Some records
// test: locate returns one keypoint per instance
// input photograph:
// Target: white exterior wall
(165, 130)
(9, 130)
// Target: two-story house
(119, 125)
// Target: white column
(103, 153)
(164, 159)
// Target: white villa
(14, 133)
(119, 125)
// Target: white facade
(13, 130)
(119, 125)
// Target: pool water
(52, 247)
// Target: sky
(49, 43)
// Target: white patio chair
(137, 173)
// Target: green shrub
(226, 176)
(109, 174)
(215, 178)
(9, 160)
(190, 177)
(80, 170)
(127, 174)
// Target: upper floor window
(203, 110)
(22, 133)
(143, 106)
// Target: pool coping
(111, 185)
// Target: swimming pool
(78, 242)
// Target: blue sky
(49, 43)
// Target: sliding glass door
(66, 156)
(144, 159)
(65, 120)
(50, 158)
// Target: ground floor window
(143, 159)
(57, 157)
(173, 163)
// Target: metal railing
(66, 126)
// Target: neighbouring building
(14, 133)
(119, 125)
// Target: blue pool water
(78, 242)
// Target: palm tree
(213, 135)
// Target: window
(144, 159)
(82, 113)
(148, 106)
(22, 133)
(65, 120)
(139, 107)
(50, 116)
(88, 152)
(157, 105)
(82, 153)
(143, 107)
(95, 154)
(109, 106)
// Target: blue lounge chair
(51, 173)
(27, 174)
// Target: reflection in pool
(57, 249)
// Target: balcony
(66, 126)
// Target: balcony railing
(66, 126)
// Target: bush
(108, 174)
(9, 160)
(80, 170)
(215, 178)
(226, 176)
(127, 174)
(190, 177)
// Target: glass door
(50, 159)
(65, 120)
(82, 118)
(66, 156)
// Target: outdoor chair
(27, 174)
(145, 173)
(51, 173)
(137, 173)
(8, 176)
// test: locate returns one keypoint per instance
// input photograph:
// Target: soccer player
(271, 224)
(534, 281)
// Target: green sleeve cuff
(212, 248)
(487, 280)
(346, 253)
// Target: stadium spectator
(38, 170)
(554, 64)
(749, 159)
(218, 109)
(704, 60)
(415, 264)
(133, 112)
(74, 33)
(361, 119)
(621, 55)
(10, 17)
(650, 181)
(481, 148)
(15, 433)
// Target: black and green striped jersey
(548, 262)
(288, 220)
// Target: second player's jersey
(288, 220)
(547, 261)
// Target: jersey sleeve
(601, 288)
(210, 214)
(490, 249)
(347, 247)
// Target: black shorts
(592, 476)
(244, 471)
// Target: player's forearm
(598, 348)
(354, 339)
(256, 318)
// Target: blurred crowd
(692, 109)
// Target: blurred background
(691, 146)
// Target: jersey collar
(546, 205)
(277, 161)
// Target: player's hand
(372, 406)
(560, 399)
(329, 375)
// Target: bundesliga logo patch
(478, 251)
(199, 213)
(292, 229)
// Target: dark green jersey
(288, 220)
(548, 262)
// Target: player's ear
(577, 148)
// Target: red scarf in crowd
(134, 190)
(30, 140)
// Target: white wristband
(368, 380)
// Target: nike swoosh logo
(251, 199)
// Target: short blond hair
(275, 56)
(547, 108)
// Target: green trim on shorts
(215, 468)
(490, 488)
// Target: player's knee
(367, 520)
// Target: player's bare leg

...

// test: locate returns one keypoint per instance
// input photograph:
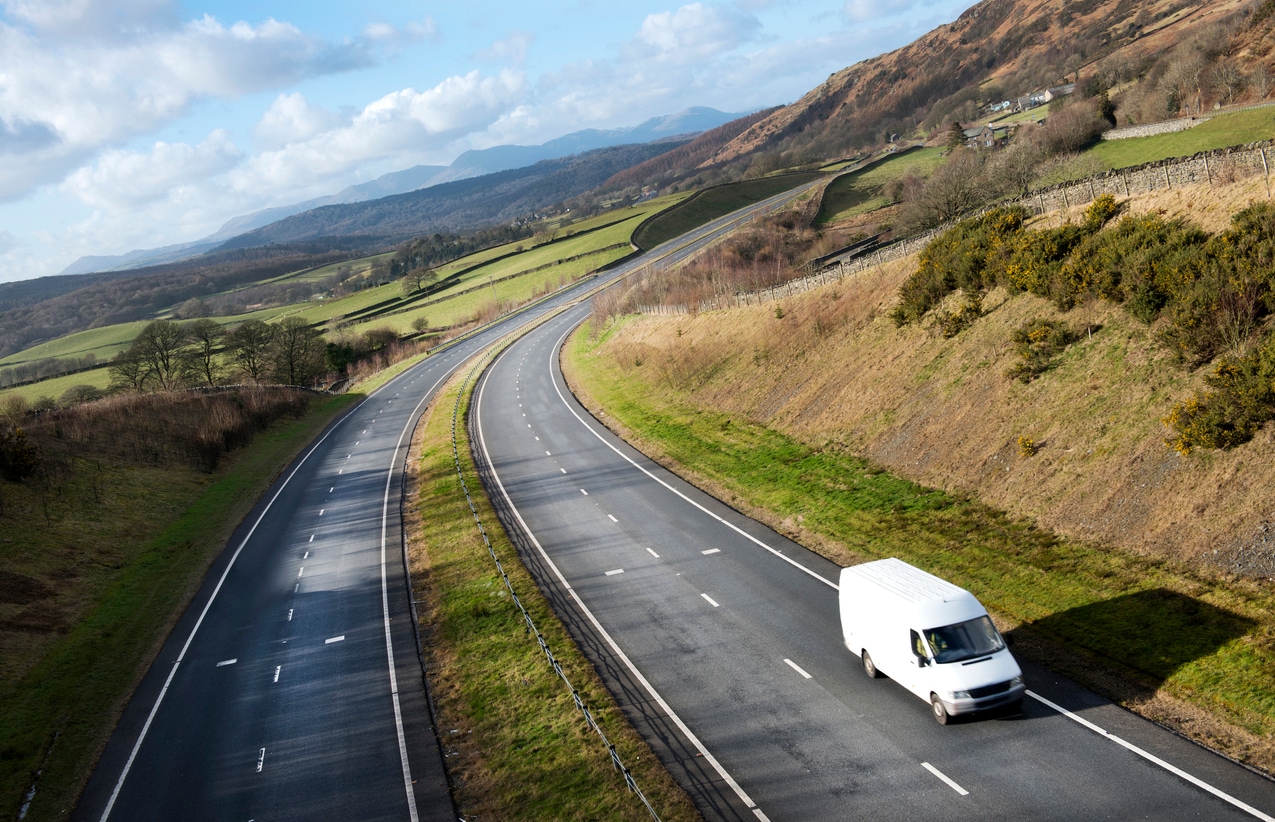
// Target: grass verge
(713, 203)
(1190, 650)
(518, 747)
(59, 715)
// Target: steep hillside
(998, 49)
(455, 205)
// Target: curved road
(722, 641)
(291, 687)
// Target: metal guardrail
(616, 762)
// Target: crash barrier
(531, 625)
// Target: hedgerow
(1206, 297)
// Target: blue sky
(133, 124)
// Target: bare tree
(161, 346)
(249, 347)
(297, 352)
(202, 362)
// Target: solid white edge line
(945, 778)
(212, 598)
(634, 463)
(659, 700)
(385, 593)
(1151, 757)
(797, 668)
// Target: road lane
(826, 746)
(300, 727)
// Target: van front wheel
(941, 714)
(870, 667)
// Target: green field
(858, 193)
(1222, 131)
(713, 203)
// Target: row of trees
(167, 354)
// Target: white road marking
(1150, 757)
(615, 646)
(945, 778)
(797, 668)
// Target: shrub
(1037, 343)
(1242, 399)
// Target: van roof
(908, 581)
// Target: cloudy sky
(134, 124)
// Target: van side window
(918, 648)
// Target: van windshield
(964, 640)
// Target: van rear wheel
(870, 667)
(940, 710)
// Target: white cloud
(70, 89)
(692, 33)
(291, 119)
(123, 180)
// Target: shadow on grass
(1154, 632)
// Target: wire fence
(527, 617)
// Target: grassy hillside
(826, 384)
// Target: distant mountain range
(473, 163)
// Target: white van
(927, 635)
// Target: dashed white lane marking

---

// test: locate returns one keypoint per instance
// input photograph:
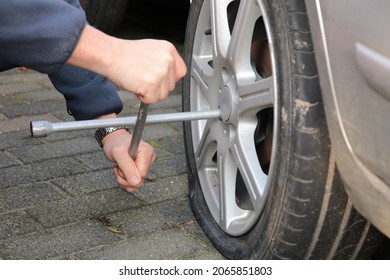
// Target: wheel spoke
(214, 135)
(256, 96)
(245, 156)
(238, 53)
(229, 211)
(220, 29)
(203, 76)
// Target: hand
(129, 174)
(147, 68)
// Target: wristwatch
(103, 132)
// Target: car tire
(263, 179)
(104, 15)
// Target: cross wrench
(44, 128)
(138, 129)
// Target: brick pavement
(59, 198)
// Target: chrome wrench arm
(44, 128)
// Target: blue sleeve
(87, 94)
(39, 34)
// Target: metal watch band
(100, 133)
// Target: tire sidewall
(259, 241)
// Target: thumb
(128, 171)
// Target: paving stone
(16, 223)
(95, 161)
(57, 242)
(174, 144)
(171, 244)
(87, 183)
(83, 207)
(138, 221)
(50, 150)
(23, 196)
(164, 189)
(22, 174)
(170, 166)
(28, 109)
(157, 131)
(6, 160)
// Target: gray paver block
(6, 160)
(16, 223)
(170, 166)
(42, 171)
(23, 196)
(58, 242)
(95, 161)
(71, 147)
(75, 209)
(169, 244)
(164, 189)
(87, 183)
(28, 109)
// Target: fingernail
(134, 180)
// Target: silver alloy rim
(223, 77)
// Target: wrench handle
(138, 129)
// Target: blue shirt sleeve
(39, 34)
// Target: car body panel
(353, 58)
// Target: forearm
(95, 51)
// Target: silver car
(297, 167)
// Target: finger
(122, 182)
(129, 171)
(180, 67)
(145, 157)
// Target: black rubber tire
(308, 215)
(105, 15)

#### Your instructions:
Starting at the line containing "Target: player's ear" and ending at the line containing "player's bare leg", rewrite those lines of the records, replacing "white wristband" with "white sweatband" and leaving everything else unchanged.

#### Solution to this exercise:
// Target: player's ear
(577, 148)
// Target: red scarf in crowd
(134, 190)
(30, 140)
// Target: white sweatband
(368, 380)
// Target: nike swoosh logo
(251, 199)
// Target: short blond hair
(275, 56)
(547, 108)
// Target: green trim on shorts
(215, 468)
(490, 488)
// Target: player's knee
(367, 520)
// Target: player's bare leg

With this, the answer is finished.